SOURCE EXTRACT:

JCEA teachers are on strike.

JERSEY CITY, N.J.—Teachers in New Jersey’s second-largest city went on strike Friday, Mar. 16,  after months of negotiations failed to yield a deal that would lower their health-care costs.

“Quality, affordable health care is a fundamental right for everyone,” Jersey City Education Association President Ron Greco said in a statement announcing the strike. “My members are prepared to step up and take on this fight for everyone, knowing full well that it will be a long, difficult process.”

The city kept schools open for half a day. Board of Education President Sudhan Thomas called the strike “reckless and irresponsible” in a statement.

The JCEA’s 4,000 members, who include teachers, paraprofessionals, school nurses, secretaries, and guidance counselors, have been working under an expired contract since Sept. 1, a week before the school year started. Jersey City teachers last went on strike in the fall of 1998, when its schools were under state control and they felt its evaluations were arbitrary and harsh. That strike ended 11 days later after a judge ruled that teachers could be fired if they didn’t go back to work.

This time, health-insurance costs are a main issue. A 2011 law backed by then-Gov. Chris Christie gave control of public employees’ health coverage to a state panel, taking it out of collective bargaining. The law, Chapter 78, mandated that workers cover up to 35% of their health-insurance premiums, paying a minimum of 1.5% of their salary. Jersey City school employees now contribute about 20% of the district’s health-insurance costs, according to the Jersey Journal.

TASK DIRECTIONS:
Reproduce the strike article word for word from "JERSEY CITY, N.J.—Teachers" to "in a statement.". The lines play no part in this.

MATERIAL PROVIDED:
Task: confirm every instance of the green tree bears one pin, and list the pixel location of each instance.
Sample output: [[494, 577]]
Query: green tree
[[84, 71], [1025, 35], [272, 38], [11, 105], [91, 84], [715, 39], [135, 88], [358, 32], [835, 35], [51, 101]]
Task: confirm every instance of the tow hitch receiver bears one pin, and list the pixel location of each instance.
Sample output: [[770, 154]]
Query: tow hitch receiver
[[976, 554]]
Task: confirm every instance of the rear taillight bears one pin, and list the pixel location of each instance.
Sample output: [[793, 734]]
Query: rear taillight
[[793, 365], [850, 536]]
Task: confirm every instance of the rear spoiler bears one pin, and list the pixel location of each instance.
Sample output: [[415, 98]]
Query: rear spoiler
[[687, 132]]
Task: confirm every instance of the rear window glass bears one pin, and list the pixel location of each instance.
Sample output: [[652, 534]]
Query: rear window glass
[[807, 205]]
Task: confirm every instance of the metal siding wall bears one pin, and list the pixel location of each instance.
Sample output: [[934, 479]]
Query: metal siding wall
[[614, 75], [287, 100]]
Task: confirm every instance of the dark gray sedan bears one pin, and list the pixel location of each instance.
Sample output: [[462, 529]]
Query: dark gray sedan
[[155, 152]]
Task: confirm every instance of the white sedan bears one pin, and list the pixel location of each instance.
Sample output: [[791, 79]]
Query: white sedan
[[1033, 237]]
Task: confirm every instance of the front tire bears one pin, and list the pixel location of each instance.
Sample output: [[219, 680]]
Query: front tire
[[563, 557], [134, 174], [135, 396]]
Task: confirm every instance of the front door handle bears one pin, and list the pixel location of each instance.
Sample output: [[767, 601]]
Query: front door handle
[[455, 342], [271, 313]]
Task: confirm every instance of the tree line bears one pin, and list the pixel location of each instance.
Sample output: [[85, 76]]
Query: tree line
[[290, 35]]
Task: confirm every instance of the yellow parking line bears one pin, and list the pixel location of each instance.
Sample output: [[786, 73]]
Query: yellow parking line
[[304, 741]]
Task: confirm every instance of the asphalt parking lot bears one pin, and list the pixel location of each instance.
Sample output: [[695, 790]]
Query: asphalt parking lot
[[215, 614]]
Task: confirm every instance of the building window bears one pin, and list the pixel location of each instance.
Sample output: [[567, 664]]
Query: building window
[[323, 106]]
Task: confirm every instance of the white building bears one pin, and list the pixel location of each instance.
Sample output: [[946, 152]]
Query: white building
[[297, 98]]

ANSWER FOR THIS EXERCISE:
JERSEY CITY, N.J.—Teachers in New Jersey’s second-largest city went on strike Friday, Mar. 16,  after months of negotiations failed to yield a deal that would lower their health-care costs.

“Quality, affordable health care is a fundamental right for everyone,” Jersey City Education Association President Ron Greco said in a statement announcing the strike. “My members are prepared to step up and take on this fight for everyone, knowing full well that it will be a long, difficult process.”

The city kept schools open for half a day. Board of Education President Sudhan Thomas called the strike “reckless and irresponsible” in a statement.